:: TEXTABSCHNITT ::

Inmitten anhaltender Proteste im Iran kommen von der politischen Führung des Landes unterschiedliche Signale.
Justizsprecher Massud Setajeschi erklärte am Dienstag, dass weitere fünf Demonstranten zum Tode verurteilt worden seien. Gleichzeitig sprach er von der Freilassung von 1200 Demonstranten. Eine Behörde, die sich mit islamischen Regeln befasst, bestätigte zudem die Worte des Generalstaatsanwalts vom Sonntag, nach denen die Sittenpolizei nicht mehr aktiv sein soll.
Aktivisten und Augenzeugen zufolge haben am Dienstag erneut Menschen gegen die politische Führung des Landes aufbegehrt. Auf den Straßen der Hauptstadt Teheran riefen die Demonstranten demnach "Tod dem Diktator" und "Islamische Republik wollen wir nicht (mehr)". Berichte über gewaltsame Auseinandersetzungen zwischen Sicherheitskräften und Demonstranten gab es zunächst nicht.
Auch Unternehmen sollen protestieren
Im Iran wird seit Mitte September gegen die politische Elite und das politische System des Landes demonstriert. Für Montag bis Mittwoch dieser Woche hatten Aktivisten zu den sogenannten 14-15-16-Protesten aufgerufen - die Zahlen sind das Datum im persischen Kalendermonat Azar. Im Zuge dieser sollten sich auch Unternehmen den Protesten anschließen. Ziel sei es, die Wirtschaft des Landes lahmzulegen. Es gab widersprüchliche Angaben dazu, wie stark Wirtschaftstreibende dem Aufruf folgten.
Teheran machte am Dienstag gleichzeitig neue Urteile gegen Demonstranten öffentlich. Nach Angaben von Justizsprecher Setajeschi seien mindestens fünf Demonstranten wegen des Todes eines Sicherheitsbeamten zum Tode verurteilt worden, berichtete die Nachrichtenagentur Isna. Setajeschi sprach in dem Zusammenhang von "Mord". Gegen die Todesurteile könne Berufung eingelegt werden, hieß es weiter. Teheran hatte jüngst angekündigt, "bald" auch Todesurteile gegen Demonstranten vollstrecken zu wollen. Gleichzeitig erklärte Setajeschi, 1200 Demonstranten seien freigelassen worden.

:::
:: AUFLISTUNG ::

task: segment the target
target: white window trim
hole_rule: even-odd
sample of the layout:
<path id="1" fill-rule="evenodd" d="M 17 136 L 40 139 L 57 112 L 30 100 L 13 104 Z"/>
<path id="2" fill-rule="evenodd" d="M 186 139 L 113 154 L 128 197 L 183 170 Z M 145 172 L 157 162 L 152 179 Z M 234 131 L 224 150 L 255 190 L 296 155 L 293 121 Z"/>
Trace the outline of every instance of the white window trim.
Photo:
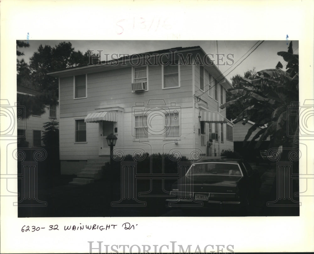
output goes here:
<path id="1" fill-rule="evenodd" d="M 172 86 L 171 87 L 164 87 L 164 65 L 161 65 L 161 83 L 162 86 L 162 89 L 172 89 L 173 88 L 179 88 L 181 86 L 180 82 L 180 63 L 178 61 L 178 78 L 179 81 L 179 86 Z"/>
<path id="2" fill-rule="evenodd" d="M 133 141 L 138 141 L 139 140 L 146 140 L 148 139 L 149 137 L 149 135 L 148 135 L 148 133 L 147 137 L 136 137 L 136 132 L 135 131 L 136 129 L 137 128 L 143 128 L 143 127 L 135 127 L 135 118 L 136 117 L 144 117 L 145 116 L 147 116 L 147 115 L 145 114 L 134 114 L 133 115 L 133 117 L 132 119 L 132 121 L 133 122 L 133 127 L 132 128 L 133 129 L 132 130 L 133 136 Z"/>
<path id="3" fill-rule="evenodd" d="M 217 84 L 216 85 L 215 83 L 215 80 L 216 80 L 217 81 Z M 219 83 L 218 82 L 216 79 L 214 78 L 214 87 L 213 87 L 212 89 L 214 89 L 214 92 L 213 93 L 214 94 L 213 95 L 213 98 L 214 99 L 214 100 L 215 101 L 217 101 L 217 102 L 218 102 L 218 100 L 219 99 L 219 89 L 218 89 L 218 86 L 219 85 Z M 217 87 L 217 99 L 216 100 L 215 99 L 215 87 Z"/>
<path id="4" fill-rule="evenodd" d="M 87 143 L 87 123 L 86 123 L 86 141 L 83 141 L 82 142 L 77 142 L 75 141 L 75 134 L 76 132 L 76 121 L 77 120 L 84 120 L 85 119 L 85 117 L 84 118 L 82 118 L 80 117 L 79 118 L 74 118 L 74 144 L 86 144 Z"/>
<path id="5" fill-rule="evenodd" d="M 213 98 L 213 81 L 214 77 L 210 75 L 209 72 L 208 74 L 208 96 L 210 98 Z M 209 80 L 209 76 L 210 76 L 210 80 Z M 215 82 L 214 82 L 214 85 L 215 85 Z"/>
<path id="6" fill-rule="evenodd" d="M 32 130 L 32 134 L 33 134 L 33 137 L 32 137 L 32 141 L 33 142 L 33 147 L 39 147 L 35 146 L 34 145 L 34 131 L 36 131 L 40 132 L 40 138 L 41 138 L 41 140 L 40 140 L 40 146 L 41 146 L 41 144 L 42 144 L 41 138 L 42 137 L 41 136 L 41 130 L 36 130 L 36 129 L 33 129 L 33 130 Z"/>
<path id="7" fill-rule="evenodd" d="M 228 135 L 227 135 L 227 129 L 228 129 L 228 127 L 227 127 L 227 126 L 229 126 L 231 128 L 231 130 L 232 131 L 232 140 L 230 140 L 230 139 L 228 139 L 227 138 L 227 136 L 228 136 Z M 229 124 L 226 125 L 226 140 L 228 140 L 229 141 L 231 141 L 231 142 L 233 142 L 233 127 L 232 127 L 232 126 L 230 125 L 229 125 Z"/>
<path id="8" fill-rule="evenodd" d="M 166 140 L 173 140 L 174 139 L 178 139 L 178 138 L 179 138 L 179 137 L 181 136 L 181 135 L 180 135 L 180 134 L 181 133 L 181 129 L 182 127 L 181 126 L 181 125 L 180 124 L 181 123 L 181 119 L 180 118 L 180 116 L 181 115 L 181 114 L 180 114 L 180 111 L 178 110 L 177 110 L 177 111 L 178 111 L 178 117 L 179 118 L 179 119 L 178 119 L 179 124 L 177 125 L 174 125 L 174 126 L 179 126 L 179 135 L 177 136 L 168 136 L 167 135 L 166 135 L 165 134 L 165 134 L 164 135 L 164 137 L 165 138 L 165 139 Z M 165 115 L 165 114 L 164 115 L 164 124 L 165 123 L 165 120 L 166 120 L 166 115 Z M 164 126 L 165 128 L 166 127 L 165 125 L 164 125 Z"/>
<path id="9" fill-rule="evenodd" d="M 222 127 L 222 131 L 221 131 L 221 127 Z M 221 123 L 220 125 L 220 143 L 224 143 L 225 140 L 225 128 L 224 128 L 224 124 Z M 222 137 L 224 138 L 223 140 L 222 140 L 222 139 L 221 138 L 221 133 L 222 133 Z"/>
<path id="10" fill-rule="evenodd" d="M 203 67 L 203 89 L 201 89 L 201 68 Z M 202 91 L 205 91 L 205 68 L 203 66 L 199 65 L 198 68 L 198 88 Z"/>
<path id="11" fill-rule="evenodd" d="M 222 104 L 224 104 L 224 89 L 225 89 L 225 88 L 224 88 L 224 87 L 222 85 L 220 85 L 220 89 L 219 89 L 219 93 L 220 94 L 219 94 L 219 95 L 220 96 L 219 96 L 219 99 L 220 101 L 221 100 L 221 88 L 222 88 L 222 101 L 220 101 L 220 105 L 222 105 Z"/>
<path id="12" fill-rule="evenodd" d="M 144 66 L 137 66 L 136 67 L 144 67 Z M 132 81 L 131 83 L 135 83 L 134 80 L 134 72 L 135 71 L 135 69 L 136 67 L 134 67 L 134 66 L 132 66 Z M 148 91 L 148 65 L 146 65 L 146 90 L 143 90 L 142 91 L 142 92 L 146 92 Z M 134 91 L 132 91 L 132 93 L 135 93 L 135 92 Z"/>
<path id="13" fill-rule="evenodd" d="M 50 116 L 50 105 L 48 105 L 48 111 L 49 112 L 49 116 L 48 117 L 49 118 L 51 118 L 52 119 L 57 119 L 57 106 L 56 105 L 56 117 L 52 117 Z"/>
<path id="14" fill-rule="evenodd" d="M 76 75 L 73 76 L 73 99 L 78 100 L 80 99 L 84 99 L 87 98 L 87 75 L 85 74 L 85 94 L 86 96 L 85 97 L 78 97 L 75 98 L 75 76 L 79 76 L 79 75 Z"/>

:::

AUFTRAG ▸
Übertrage den folgenden Satz aus dem Text über die Proteste im Iran ins Englische: „Berichte über gewaltsame Auseinandersetzungen zwischen Sicherheitskräften und Demonstranten gab es zunächst nicht.“

ANTWORT UNTEN ▸
Initially, there were no reports of violent clashes between security forces and demonstrators.